▸ Task:
Which lines of the data below contain the string "Target"? Report each one in full, and treat uppercase and lowercase as different.

Part of a data file

— Begin —

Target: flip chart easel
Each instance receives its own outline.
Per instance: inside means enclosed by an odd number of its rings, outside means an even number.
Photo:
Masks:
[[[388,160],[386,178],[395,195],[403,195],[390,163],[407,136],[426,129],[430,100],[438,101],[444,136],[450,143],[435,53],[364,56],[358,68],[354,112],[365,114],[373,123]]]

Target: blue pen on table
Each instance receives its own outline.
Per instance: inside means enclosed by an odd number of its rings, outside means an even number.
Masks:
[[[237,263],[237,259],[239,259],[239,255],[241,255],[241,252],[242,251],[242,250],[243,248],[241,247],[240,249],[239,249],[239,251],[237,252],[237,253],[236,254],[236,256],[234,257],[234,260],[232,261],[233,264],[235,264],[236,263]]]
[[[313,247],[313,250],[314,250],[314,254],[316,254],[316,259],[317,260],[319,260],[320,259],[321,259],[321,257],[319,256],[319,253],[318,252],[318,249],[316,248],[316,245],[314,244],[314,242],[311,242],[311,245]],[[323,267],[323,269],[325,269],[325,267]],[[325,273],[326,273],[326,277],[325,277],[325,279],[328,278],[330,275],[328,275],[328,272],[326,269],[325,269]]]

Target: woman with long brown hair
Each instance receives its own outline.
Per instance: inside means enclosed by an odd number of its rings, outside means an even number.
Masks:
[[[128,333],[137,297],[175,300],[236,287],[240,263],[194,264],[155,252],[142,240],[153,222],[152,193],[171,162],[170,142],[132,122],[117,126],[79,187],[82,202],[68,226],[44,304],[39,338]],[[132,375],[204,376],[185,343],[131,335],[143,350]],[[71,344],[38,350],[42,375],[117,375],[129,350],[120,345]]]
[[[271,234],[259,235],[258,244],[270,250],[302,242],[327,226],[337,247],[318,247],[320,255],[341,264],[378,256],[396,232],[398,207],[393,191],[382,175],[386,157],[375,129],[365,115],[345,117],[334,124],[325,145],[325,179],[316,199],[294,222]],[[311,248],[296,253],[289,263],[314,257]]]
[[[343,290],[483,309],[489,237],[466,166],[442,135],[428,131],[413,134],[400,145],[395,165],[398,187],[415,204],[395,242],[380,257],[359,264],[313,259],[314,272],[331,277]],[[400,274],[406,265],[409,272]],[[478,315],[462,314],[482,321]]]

— End —

▸ Correct answer:
Target: flip chart easel
Target: blue pen on table
Target: woman with long brown hair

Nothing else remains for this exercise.